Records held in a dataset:
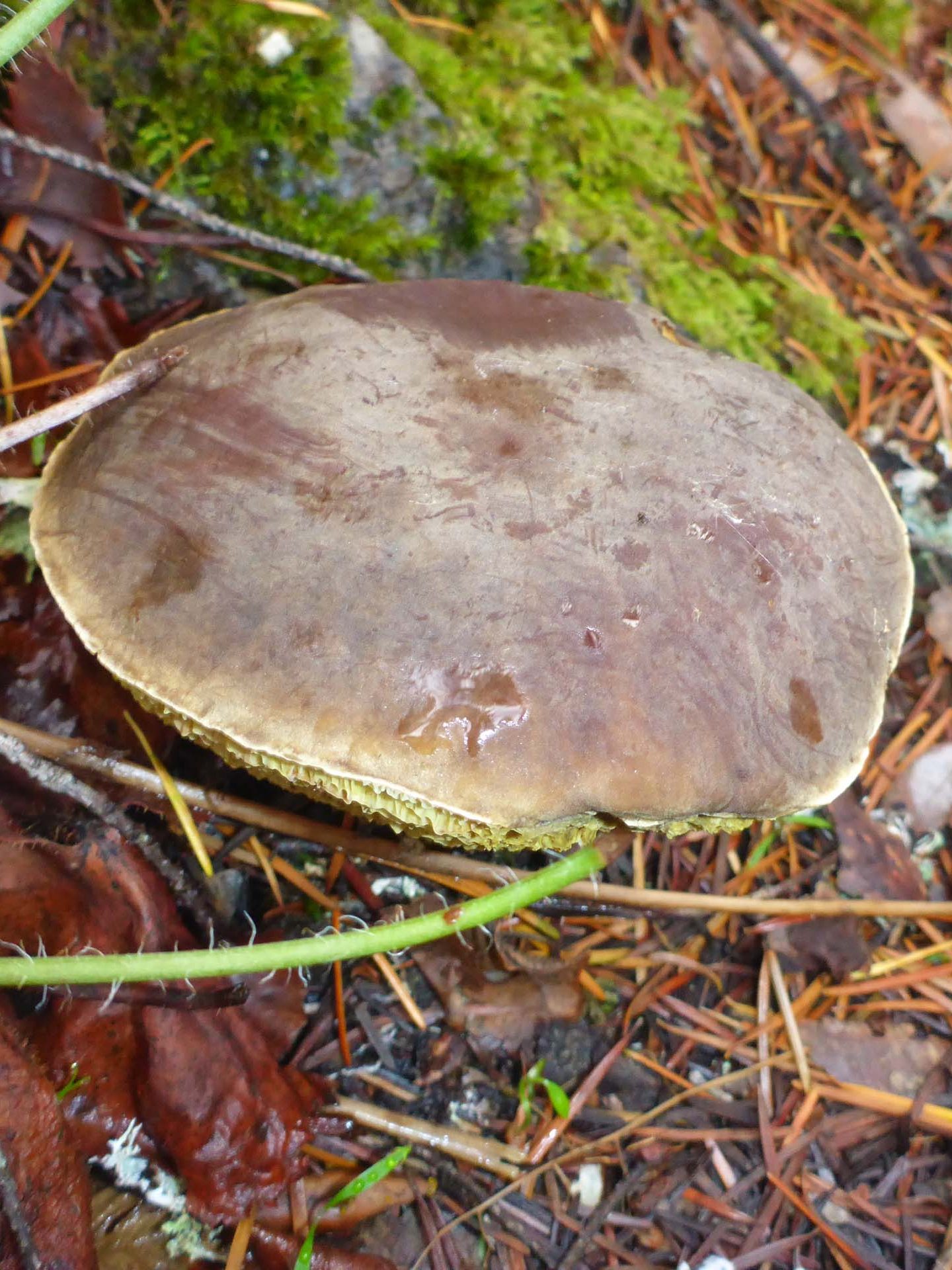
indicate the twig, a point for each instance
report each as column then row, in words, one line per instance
column 186, row 208
column 594, row 1222
column 17, row 1218
column 400, row 855
column 498, row 1158
column 59, row 781
column 597, row 1144
column 63, row 412
column 859, row 185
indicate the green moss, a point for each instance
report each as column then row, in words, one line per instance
column 888, row 21
column 537, row 135
column 539, row 121
column 167, row 87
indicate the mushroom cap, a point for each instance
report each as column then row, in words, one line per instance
column 494, row 563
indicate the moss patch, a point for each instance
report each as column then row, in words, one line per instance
column 888, row 21
column 536, row 135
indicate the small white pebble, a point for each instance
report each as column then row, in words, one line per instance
column 399, row 888
column 710, row 1264
column 274, row 46
column 589, row 1187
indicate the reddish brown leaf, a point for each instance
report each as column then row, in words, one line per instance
column 51, row 1180
column 895, row 1061
column 48, row 679
column 830, row 944
column 206, row 1085
column 46, row 103
column 920, row 122
column 875, row 864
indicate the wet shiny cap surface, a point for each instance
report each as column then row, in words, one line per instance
column 496, row 550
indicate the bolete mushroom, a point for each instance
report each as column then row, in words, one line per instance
column 498, row 564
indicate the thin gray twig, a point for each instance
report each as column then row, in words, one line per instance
column 861, row 185
column 186, row 208
column 17, row 1218
column 73, row 407
column 59, row 781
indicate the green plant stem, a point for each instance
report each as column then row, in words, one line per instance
column 27, row 24
column 20, row 972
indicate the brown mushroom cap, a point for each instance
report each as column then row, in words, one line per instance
column 492, row 562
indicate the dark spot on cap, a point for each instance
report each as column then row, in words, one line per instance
column 630, row 556
column 804, row 713
column 177, row 568
column 524, row 530
column 485, row 316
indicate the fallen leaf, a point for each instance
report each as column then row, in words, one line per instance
column 46, row 103
column 924, row 789
column 830, row 944
column 920, row 121
column 206, row 1085
column 895, row 1061
column 128, row 1234
column 938, row 619
column 498, row 1010
column 50, row 681
column 51, row 1180
column 873, row 863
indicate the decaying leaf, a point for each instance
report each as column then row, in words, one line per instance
column 46, row 103
column 128, row 1234
column 920, row 121
column 938, row 619
column 830, row 944
column 206, row 1086
column 924, row 789
column 873, row 863
column 50, row 1177
column 496, row 1009
column 48, row 681
column 895, row 1061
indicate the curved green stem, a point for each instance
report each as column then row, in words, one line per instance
column 20, row 972
column 27, row 24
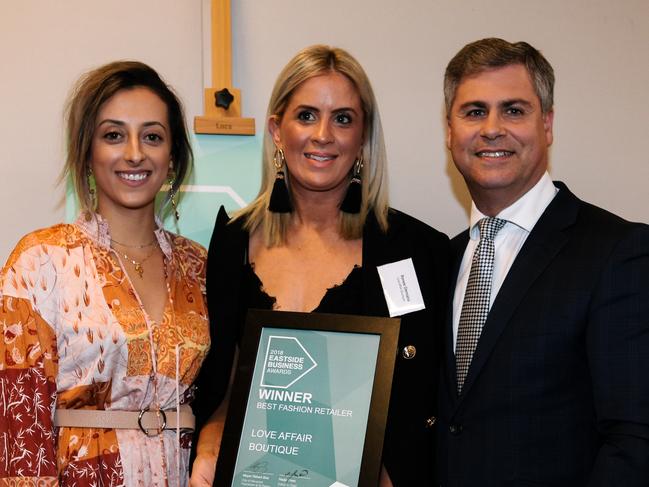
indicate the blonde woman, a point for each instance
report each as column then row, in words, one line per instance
column 312, row 241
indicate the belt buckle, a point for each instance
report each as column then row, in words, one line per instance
column 160, row 429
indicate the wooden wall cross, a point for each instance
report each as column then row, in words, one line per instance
column 222, row 104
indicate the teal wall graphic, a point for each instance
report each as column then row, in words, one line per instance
column 227, row 171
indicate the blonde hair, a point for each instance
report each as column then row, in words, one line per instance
column 308, row 63
column 88, row 96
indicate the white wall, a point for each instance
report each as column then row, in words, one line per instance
column 599, row 49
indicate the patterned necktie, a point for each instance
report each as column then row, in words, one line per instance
column 475, row 307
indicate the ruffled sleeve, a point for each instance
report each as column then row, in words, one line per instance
column 28, row 368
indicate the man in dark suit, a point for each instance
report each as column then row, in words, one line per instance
column 546, row 378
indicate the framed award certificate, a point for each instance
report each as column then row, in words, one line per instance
column 309, row 402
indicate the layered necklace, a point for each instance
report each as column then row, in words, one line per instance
column 137, row 265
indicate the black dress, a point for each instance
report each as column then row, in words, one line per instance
column 233, row 288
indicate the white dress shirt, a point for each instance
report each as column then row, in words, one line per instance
column 521, row 218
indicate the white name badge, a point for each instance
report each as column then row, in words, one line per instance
column 400, row 287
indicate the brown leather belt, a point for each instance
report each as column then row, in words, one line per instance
column 144, row 420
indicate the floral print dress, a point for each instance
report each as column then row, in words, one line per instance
column 75, row 336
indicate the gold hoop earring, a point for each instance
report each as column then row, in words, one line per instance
column 173, row 192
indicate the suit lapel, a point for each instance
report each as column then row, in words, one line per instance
column 458, row 246
column 376, row 251
column 544, row 242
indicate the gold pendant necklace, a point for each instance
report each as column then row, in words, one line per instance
column 138, row 265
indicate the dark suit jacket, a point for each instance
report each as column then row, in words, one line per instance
column 558, row 390
column 409, row 443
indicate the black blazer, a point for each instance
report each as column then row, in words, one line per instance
column 558, row 390
column 409, row 443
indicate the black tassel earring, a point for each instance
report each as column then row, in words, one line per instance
column 279, row 199
column 354, row 197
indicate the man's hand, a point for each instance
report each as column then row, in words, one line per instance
column 203, row 471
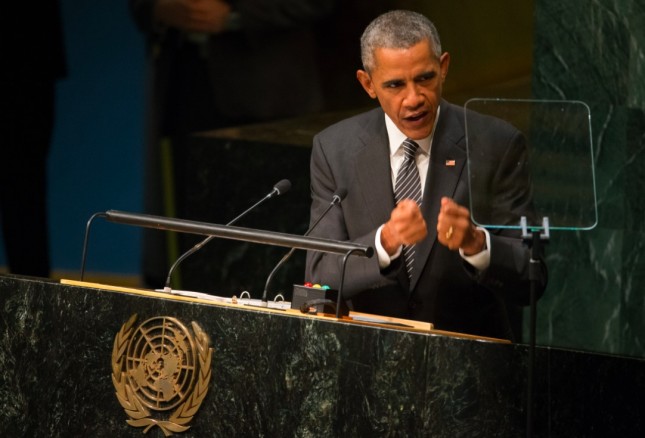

THE TASK:
Can you output all of the records above as a Markdown table with the columns Row and Line, numbering each row, skipping blank lines, and leaving the pictures out?

EXERCISE OUTPUT:
| Row | Line |
|---|---|
| 1 | indicate the twig, a point for each instance |
| 2 | report each as column then row, in words, one line per instance |
| 3 | column 186, row 208 |
| 4 | column 594, row 1222 |
| 5 | column 17, row 1218 |
| 6 | column 400, row 855 |
| 7 | column 498, row 1158 |
| 8 | column 59, row 781 |
| 9 | column 597, row 1144 |
| 10 | column 63, row 412 |
| 11 | column 859, row 185 |
| 12 | indicate the green moss, a point for each instance |
| 13 | report each as column then row, in words, one line per instance |
| 14 | column 888, row 21 |
| 15 | column 537, row 135 |
| 16 | column 539, row 121 |
| 17 | column 167, row 87 |
| 18 | indicate the mushroom cap, a point for each instance |
| 19 | report each as column then row, in words, one line per instance |
| 20 | column 494, row 563 |
| 21 | indicate the moss patch, a point for each instance |
| 22 | report each as column then row, in words, one line per instance |
| 23 | column 888, row 21 |
| 24 | column 536, row 135 |
| 25 | indicate the small white pebble, a point for each instance |
| 26 | report each as column then row, in words, one line per instance |
| 27 | column 399, row 888 |
| 28 | column 710, row 1264 |
| 29 | column 274, row 46 |
| 30 | column 589, row 1187 |
| 31 | indicate the reddish brown leaf, a point for each instance |
| 32 | report each as column then row, in words, one line per instance |
| 33 | column 51, row 1180 |
| 34 | column 895, row 1061 |
| 35 | column 48, row 679 |
| 36 | column 830, row 944 |
| 37 | column 206, row 1085 |
| 38 | column 46, row 103 |
| 39 | column 920, row 122 |
| 40 | column 875, row 864 |
| 41 | indicate the wet shiny cap surface, a point for each instance |
| 42 | report each as column then row, in words, one line per instance |
| 43 | column 496, row 550 |
| 44 | indicate the bolete mushroom, a point for each instance |
| 45 | report each as column then row, in words, one line per instance |
| 46 | column 498, row 564 |
| 47 | indicate the thin gray twig, a point for each instance |
| 48 | report each as column then row, in words, one line per instance |
| 49 | column 861, row 185 |
| 50 | column 186, row 208 |
| 51 | column 17, row 1218 |
| 52 | column 73, row 407 |
| 53 | column 59, row 781 |
| 54 | indicate the green plant stem, a point for each instance |
| 55 | report each as column then row, in words, one line per instance |
| 56 | column 27, row 24 |
| 57 | column 20, row 972 |
| 58 | indicate the brown mushroom cap, a point for each instance |
| 59 | report each as column then row, in words, one line per instance |
| 60 | column 492, row 562 |
| 61 | indicate the dark spot on cap, a point for each instance |
| 62 | report each as column then row, in words, one line per instance |
| 63 | column 630, row 556 |
| 64 | column 804, row 713 |
| 65 | column 177, row 568 |
| 66 | column 524, row 530 |
| 67 | column 485, row 316 |
| 68 | indicate the fallen leaf, a point for each instance |
| 69 | report each as column then row, in words, one line per instance |
| 70 | column 46, row 103 |
| 71 | column 924, row 789 |
| 72 | column 830, row 944 |
| 73 | column 920, row 121 |
| 74 | column 206, row 1085 |
| 75 | column 895, row 1061 |
| 76 | column 128, row 1234 |
| 77 | column 938, row 619 |
| 78 | column 498, row 1010 |
| 79 | column 50, row 681 |
| 80 | column 51, row 1180 |
| 81 | column 873, row 863 |
| 82 | indicate the decaying leaf, a point for each instance |
| 83 | report each as column then row, in words, one line per instance |
| 84 | column 46, row 103 |
| 85 | column 128, row 1234 |
| 86 | column 920, row 121 |
| 87 | column 938, row 619 |
| 88 | column 830, row 944 |
| 89 | column 206, row 1086 |
| 90 | column 924, row 789 |
| 91 | column 873, row 863 |
| 92 | column 50, row 1177 |
| 93 | column 496, row 1009 |
| 94 | column 48, row 681 |
| 95 | column 895, row 1061 |
| 96 | indicate the curved green stem, a point for each instance |
| 97 | report each as column then row, in words, one line per instance |
| 98 | column 20, row 972 |
| 99 | column 27, row 24 |
| 100 | indicate the blonde woman, a point for each instance |
| 101 | report each as column then row, in words, one line per instance |
| 102 | column 312, row 241 |
| 103 | indicate the belt buckle, a point for each instance |
| 104 | report each as column then row, in words, one line per instance |
| 105 | column 160, row 429 |
| 106 | indicate the wooden wall cross, a point for each instance |
| 107 | report each as column then row, in words, one line per instance |
| 108 | column 222, row 104 |
| 109 | indicate the teal wall graphic, a point for each instance |
| 110 | report each as column then row, in words, one line per instance |
| 111 | column 227, row 171 |
| 112 | indicate the blonde hair, a point for each instance |
| 113 | report each as column then row, in words, one line per instance |
| 114 | column 308, row 63 |
| 115 | column 88, row 96 |
| 116 | indicate the white wall, a point for each instance |
| 117 | report each as column then row, in words, one line per instance |
| 118 | column 599, row 49 |
| 119 | indicate the patterned necktie, a point for each instance |
| 120 | report each as column then row, in words, one line per instance |
| 121 | column 475, row 307 |
| 122 | indicate the ruffled sleeve, a point for each instance |
| 123 | report each as column then row, in words, one line per instance |
| 124 | column 28, row 368 |
| 125 | indicate the man in dark suit, a point for each instance |
| 126 | report each as column then row, in words, one line per instance |
| 127 | column 546, row 378 |
| 128 | indicate the framed award certificate, a point for each instance |
| 129 | report each as column then row, in words, one line per instance |
| 130 | column 309, row 402 |
| 131 | indicate the layered necklace, a point for each instance |
| 132 | report each as column then row, in words, one line per instance |
| 133 | column 137, row 265 |
| 134 | indicate the black dress, a point for each instance |
| 135 | report each as column then row, in words, one line per instance |
| 136 | column 233, row 288 |
| 137 | indicate the white dress shirt, a point for each instance |
| 138 | report each as column then row, in words, one line per instance |
| 139 | column 521, row 218 |
| 140 | indicate the white name badge, a point for each instance |
| 141 | report each as column then row, in words, one line per instance |
| 142 | column 400, row 287 |
| 143 | indicate the brown leather belt, a point for each instance |
| 144 | report each as column then row, in words, one line per instance |
| 145 | column 144, row 420 |
| 146 | indicate the floral print dress, a point for each instance |
| 147 | report each as column then row, in words, one line per instance |
| 148 | column 75, row 336 |
| 149 | indicate the gold hoop earring, a point for each instance |
| 150 | report each as column then row, in words, one line per instance |
| 151 | column 173, row 192 |
| 152 | indicate the suit lapel, a point for each instance |
| 153 | report each as column then row, in words, one line per instance |
| 154 | column 458, row 246 |
| 155 | column 376, row 251 |
| 156 | column 544, row 242 |
| 157 | indicate the gold pendant necklace, a point for each instance |
| 158 | report each as column then row, in words, one line per instance |
| 159 | column 138, row 265 |
| 160 | indicate the dark suit jacket, a point for each instance |
| 161 | report each as column then row, in words, one line per instance |
| 162 | column 558, row 390 |
| 163 | column 409, row 443 |
| 164 | indicate the black blazer, a point for each instance |
| 165 | report each as column then row, in words, one line per instance |
| 166 | column 558, row 390 |
| 167 | column 409, row 443 |
| 168 | indicate the black tassel earring, a point for each instance |
| 169 | report each as column then row, in words, one line per instance |
| 170 | column 279, row 199 |
| 171 | column 354, row 197 |
| 172 | indicate the man's hand, a point for each instance |
| 173 | report each as column then row, in words, one line per instance |
| 174 | column 203, row 471 |